→ Your task
Beginning with the line that holds "For this drill the class indicates the nationals", set down each line of the data below through the very last, exactly as given, and nothing beyond that.

→ Extracted material
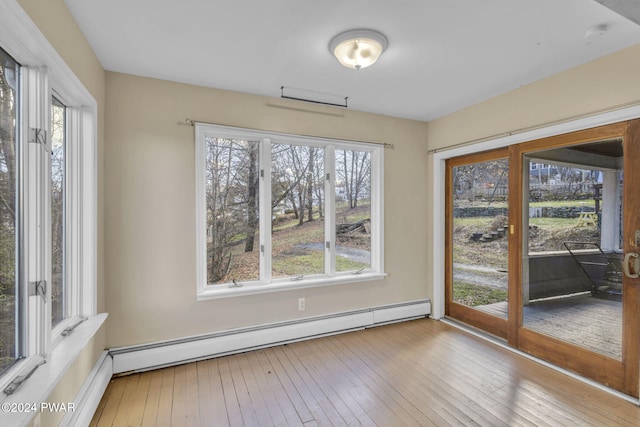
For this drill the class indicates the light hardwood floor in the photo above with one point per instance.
(422, 372)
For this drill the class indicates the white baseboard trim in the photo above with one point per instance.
(89, 395)
(167, 353)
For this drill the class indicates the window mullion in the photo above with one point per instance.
(329, 211)
(36, 227)
(265, 210)
(377, 204)
(72, 217)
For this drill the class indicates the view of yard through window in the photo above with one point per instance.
(8, 214)
(558, 197)
(298, 203)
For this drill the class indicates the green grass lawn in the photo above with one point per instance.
(475, 295)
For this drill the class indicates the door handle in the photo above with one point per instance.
(631, 265)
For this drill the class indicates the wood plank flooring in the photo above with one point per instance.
(418, 373)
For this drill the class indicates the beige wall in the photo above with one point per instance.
(608, 83)
(54, 20)
(150, 209)
(602, 84)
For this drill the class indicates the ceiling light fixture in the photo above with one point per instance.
(358, 48)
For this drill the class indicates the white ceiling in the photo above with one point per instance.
(443, 55)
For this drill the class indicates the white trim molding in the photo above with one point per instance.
(174, 352)
(88, 398)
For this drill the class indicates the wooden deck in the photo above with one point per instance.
(417, 373)
(592, 323)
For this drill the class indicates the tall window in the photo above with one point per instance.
(9, 214)
(58, 197)
(284, 209)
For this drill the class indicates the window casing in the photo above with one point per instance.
(278, 211)
(39, 321)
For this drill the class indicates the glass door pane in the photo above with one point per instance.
(9, 212)
(572, 234)
(479, 227)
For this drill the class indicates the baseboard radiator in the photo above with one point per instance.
(88, 397)
(174, 352)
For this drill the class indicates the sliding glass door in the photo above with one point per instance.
(542, 249)
(478, 250)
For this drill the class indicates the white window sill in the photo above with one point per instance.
(39, 386)
(224, 291)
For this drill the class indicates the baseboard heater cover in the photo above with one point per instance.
(88, 397)
(168, 353)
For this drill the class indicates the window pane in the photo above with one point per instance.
(58, 138)
(480, 238)
(297, 201)
(232, 189)
(8, 211)
(353, 210)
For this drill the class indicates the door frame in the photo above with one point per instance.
(622, 376)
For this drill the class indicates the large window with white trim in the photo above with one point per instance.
(9, 212)
(278, 210)
(47, 210)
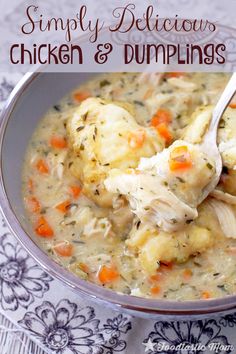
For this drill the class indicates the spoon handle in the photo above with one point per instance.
(222, 104)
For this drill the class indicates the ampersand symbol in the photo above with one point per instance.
(103, 50)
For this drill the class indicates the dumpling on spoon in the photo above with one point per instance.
(105, 135)
(164, 189)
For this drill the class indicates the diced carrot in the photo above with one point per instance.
(155, 290)
(64, 249)
(30, 185)
(42, 166)
(155, 278)
(148, 94)
(180, 158)
(75, 190)
(43, 229)
(206, 295)
(136, 139)
(84, 267)
(187, 274)
(177, 74)
(32, 204)
(80, 96)
(161, 116)
(63, 207)
(107, 274)
(58, 142)
(164, 132)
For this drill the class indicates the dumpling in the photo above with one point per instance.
(154, 246)
(104, 135)
(164, 190)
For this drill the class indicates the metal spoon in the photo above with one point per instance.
(209, 144)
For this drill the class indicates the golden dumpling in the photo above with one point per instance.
(105, 135)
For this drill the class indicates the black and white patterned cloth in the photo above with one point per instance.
(39, 315)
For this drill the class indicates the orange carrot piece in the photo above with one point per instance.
(156, 277)
(164, 132)
(206, 295)
(136, 139)
(32, 204)
(180, 159)
(155, 290)
(107, 274)
(64, 249)
(43, 229)
(63, 207)
(58, 142)
(42, 167)
(75, 191)
(187, 274)
(161, 116)
(84, 267)
(80, 96)
(177, 74)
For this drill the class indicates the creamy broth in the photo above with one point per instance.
(107, 244)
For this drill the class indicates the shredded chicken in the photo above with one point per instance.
(157, 195)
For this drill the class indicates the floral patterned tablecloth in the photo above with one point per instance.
(39, 315)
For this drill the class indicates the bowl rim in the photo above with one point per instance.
(95, 292)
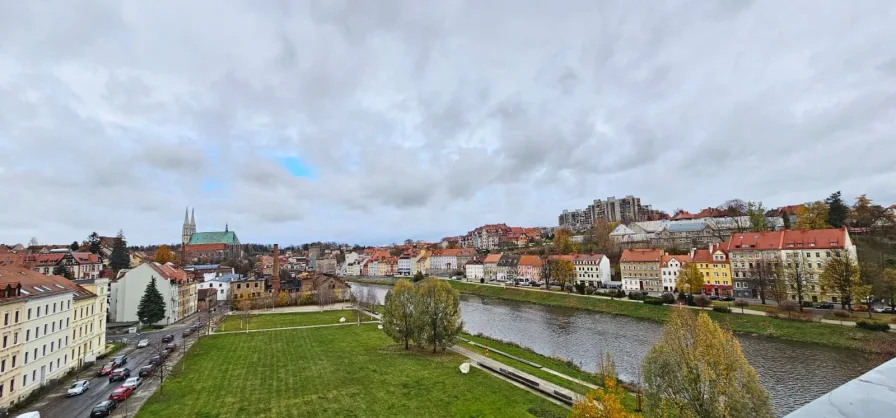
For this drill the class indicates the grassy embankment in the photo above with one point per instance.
(332, 372)
(284, 320)
(555, 364)
(810, 332)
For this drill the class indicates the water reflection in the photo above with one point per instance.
(793, 373)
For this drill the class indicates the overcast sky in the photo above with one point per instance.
(377, 121)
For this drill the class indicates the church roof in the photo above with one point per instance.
(220, 237)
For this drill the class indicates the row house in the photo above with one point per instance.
(490, 266)
(640, 270)
(530, 267)
(713, 263)
(474, 270)
(670, 269)
(506, 267)
(590, 269)
(779, 253)
(179, 292)
(80, 265)
(50, 326)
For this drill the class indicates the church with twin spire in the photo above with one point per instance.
(208, 246)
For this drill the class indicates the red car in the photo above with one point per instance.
(106, 369)
(121, 394)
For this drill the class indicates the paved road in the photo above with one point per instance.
(57, 405)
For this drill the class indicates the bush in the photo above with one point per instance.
(702, 300)
(841, 314)
(668, 297)
(872, 325)
(650, 300)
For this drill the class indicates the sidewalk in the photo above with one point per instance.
(541, 387)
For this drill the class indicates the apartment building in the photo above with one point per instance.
(89, 320)
(777, 254)
(640, 269)
(12, 308)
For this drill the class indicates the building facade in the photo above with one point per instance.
(640, 270)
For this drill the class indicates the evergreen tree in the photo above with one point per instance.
(838, 212)
(93, 243)
(120, 258)
(152, 305)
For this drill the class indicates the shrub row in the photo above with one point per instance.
(872, 325)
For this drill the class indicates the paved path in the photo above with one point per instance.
(299, 327)
(480, 360)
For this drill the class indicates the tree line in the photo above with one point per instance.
(423, 314)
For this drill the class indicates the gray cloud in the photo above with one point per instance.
(422, 120)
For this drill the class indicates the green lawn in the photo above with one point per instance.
(283, 320)
(351, 371)
(548, 362)
(811, 332)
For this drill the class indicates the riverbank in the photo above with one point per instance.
(803, 331)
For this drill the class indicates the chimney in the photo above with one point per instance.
(275, 272)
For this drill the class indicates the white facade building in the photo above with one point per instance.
(670, 269)
(475, 270)
(45, 353)
(221, 284)
(130, 287)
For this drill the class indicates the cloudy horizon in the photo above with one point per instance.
(373, 122)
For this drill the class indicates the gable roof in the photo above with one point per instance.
(219, 237)
(641, 255)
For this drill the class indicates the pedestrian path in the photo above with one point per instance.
(299, 327)
(550, 391)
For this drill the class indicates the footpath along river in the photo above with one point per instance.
(793, 373)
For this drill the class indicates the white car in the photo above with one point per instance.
(132, 382)
(78, 387)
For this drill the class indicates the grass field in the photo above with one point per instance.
(284, 320)
(351, 371)
(552, 363)
(811, 332)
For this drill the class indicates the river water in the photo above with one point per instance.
(793, 373)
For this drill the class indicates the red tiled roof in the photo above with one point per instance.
(641, 255)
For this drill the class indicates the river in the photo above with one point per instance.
(793, 373)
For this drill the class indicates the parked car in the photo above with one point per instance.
(78, 387)
(104, 408)
(119, 374)
(121, 394)
(132, 382)
(147, 369)
(106, 369)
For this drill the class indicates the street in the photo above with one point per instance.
(57, 405)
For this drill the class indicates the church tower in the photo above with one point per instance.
(189, 226)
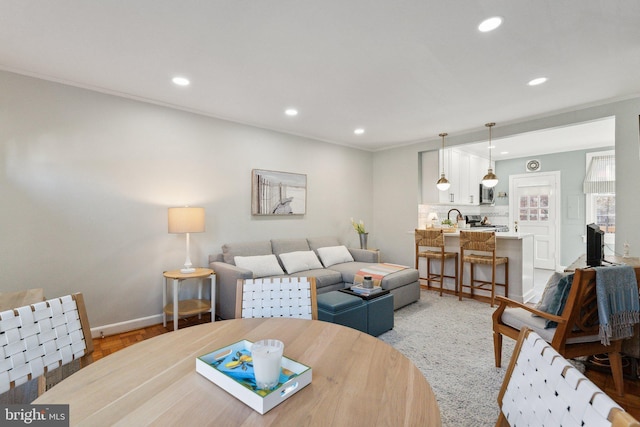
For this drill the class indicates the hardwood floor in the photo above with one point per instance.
(107, 345)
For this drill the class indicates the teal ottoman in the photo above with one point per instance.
(379, 314)
(343, 309)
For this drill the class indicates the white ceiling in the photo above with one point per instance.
(579, 136)
(403, 70)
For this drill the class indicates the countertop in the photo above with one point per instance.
(499, 234)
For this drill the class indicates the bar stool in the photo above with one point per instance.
(434, 238)
(482, 242)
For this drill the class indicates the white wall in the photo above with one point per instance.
(86, 179)
(396, 180)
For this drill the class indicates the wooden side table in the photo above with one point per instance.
(188, 307)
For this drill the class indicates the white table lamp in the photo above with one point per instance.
(186, 220)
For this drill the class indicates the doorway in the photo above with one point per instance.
(535, 205)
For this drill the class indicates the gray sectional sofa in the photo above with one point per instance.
(293, 255)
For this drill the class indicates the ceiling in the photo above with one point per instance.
(404, 71)
(579, 136)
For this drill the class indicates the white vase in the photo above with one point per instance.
(363, 240)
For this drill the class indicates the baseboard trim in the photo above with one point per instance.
(129, 325)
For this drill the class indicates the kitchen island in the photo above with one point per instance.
(517, 246)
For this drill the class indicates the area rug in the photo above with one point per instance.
(451, 342)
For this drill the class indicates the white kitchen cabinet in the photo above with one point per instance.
(464, 171)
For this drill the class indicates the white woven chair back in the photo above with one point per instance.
(545, 389)
(38, 338)
(277, 297)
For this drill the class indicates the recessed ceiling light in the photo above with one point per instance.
(181, 81)
(490, 24)
(538, 81)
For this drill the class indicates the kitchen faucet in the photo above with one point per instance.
(458, 218)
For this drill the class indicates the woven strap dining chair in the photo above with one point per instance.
(277, 297)
(430, 245)
(484, 242)
(541, 387)
(38, 339)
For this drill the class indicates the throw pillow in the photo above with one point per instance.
(549, 292)
(559, 300)
(260, 265)
(300, 261)
(334, 255)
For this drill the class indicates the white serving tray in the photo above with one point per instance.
(249, 397)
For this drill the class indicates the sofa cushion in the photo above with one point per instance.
(556, 306)
(332, 255)
(299, 261)
(324, 277)
(283, 246)
(322, 242)
(549, 293)
(230, 250)
(260, 265)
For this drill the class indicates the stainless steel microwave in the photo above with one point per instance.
(486, 195)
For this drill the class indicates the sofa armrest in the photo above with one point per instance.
(227, 276)
(365, 255)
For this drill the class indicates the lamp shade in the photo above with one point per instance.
(186, 220)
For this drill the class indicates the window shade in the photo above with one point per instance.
(601, 175)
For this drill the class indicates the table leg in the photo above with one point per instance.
(175, 304)
(200, 286)
(164, 301)
(213, 297)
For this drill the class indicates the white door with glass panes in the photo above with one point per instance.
(534, 201)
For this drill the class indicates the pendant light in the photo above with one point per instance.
(443, 183)
(490, 179)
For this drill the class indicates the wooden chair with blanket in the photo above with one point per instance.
(577, 330)
(46, 341)
(541, 387)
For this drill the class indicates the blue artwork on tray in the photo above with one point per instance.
(239, 366)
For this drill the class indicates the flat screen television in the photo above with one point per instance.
(595, 245)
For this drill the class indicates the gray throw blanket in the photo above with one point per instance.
(618, 304)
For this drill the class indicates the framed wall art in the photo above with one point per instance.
(278, 193)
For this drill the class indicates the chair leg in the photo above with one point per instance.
(497, 348)
(471, 277)
(441, 275)
(615, 361)
(461, 278)
(493, 283)
(455, 274)
(506, 279)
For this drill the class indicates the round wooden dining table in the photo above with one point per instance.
(357, 380)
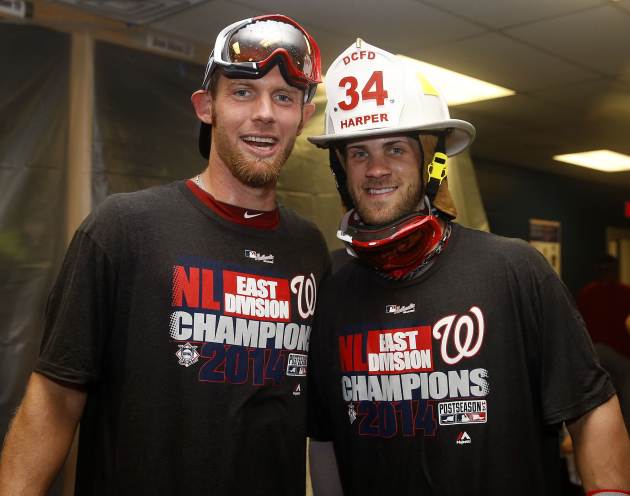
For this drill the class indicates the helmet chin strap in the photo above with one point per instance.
(403, 247)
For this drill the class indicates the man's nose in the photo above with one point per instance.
(377, 166)
(263, 109)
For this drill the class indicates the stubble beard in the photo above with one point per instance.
(375, 215)
(252, 172)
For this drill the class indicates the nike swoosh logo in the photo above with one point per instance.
(247, 215)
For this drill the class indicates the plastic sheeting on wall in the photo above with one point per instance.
(145, 128)
(33, 157)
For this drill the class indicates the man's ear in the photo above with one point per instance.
(307, 112)
(202, 101)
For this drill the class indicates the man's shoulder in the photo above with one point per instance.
(299, 226)
(498, 250)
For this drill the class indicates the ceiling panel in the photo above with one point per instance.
(597, 38)
(393, 28)
(567, 59)
(500, 60)
(204, 22)
(498, 14)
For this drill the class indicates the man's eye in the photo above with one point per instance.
(358, 154)
(284, 98)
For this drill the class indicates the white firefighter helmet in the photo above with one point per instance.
(372, 92)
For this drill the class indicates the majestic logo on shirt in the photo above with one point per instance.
(401, 309)
(254, 255)
(464, 333)
(296, 365)
(187, 355)
(306, 291)
(463, 438)
(352, 414)
(463, 412)
(247, 215)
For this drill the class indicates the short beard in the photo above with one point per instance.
(255, 173)
(408, 203)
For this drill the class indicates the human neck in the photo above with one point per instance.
(224, 187)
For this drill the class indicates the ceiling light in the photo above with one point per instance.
(602, 160)
(457, 88)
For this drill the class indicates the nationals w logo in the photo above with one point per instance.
(306, 291)
(463, 333)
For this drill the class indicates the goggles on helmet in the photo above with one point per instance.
(396, 248)
(251, 47)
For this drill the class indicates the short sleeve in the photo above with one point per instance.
(318, 423)
(573, 381)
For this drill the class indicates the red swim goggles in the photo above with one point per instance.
(250, 48)
(395, 249)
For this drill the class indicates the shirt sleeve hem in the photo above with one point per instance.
(63, 374)
(578, 409)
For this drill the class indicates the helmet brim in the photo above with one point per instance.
(461, 136)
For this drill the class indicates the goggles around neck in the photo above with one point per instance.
(251, 47)
(396, 249)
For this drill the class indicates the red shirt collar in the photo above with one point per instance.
(258, 219)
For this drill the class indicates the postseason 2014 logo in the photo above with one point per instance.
(296, 364)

→ Output below
For this drill the class indicates the nationals w logo in the photo above with one point per instance.
(306, 291)
(463, 333)
For this drill the class indicates the goggles on helmet in the photo above with one point per instance.
(396, 248)
(251, 47)
For this drill the class indicates the short sleeve in the photo above with one point per instance.
(318, 423)
(573, 381)
For this drill the class indicates the red swim goggles in the photo above with one point per instance.
(250, 48)
(395, 249)
For this drill the class indicates the shirt sleeve hem in the photo above with one point per instance.
(63, 374)
(578, 409)
For this drill the class indicates the helmet brim in the photo above with one point per instance.
(461, 136)
For this drill the class indicates the goggles around neck in the photo above with one point per instance.
(251, 47)
(396, 249)
For this drill the class indicates the red shirt collar in the photo above with one point per instance.
(258, 219)
For this drill the class indicates the postseason 2014 logo in the photo above with one point per instance.
(296, 364)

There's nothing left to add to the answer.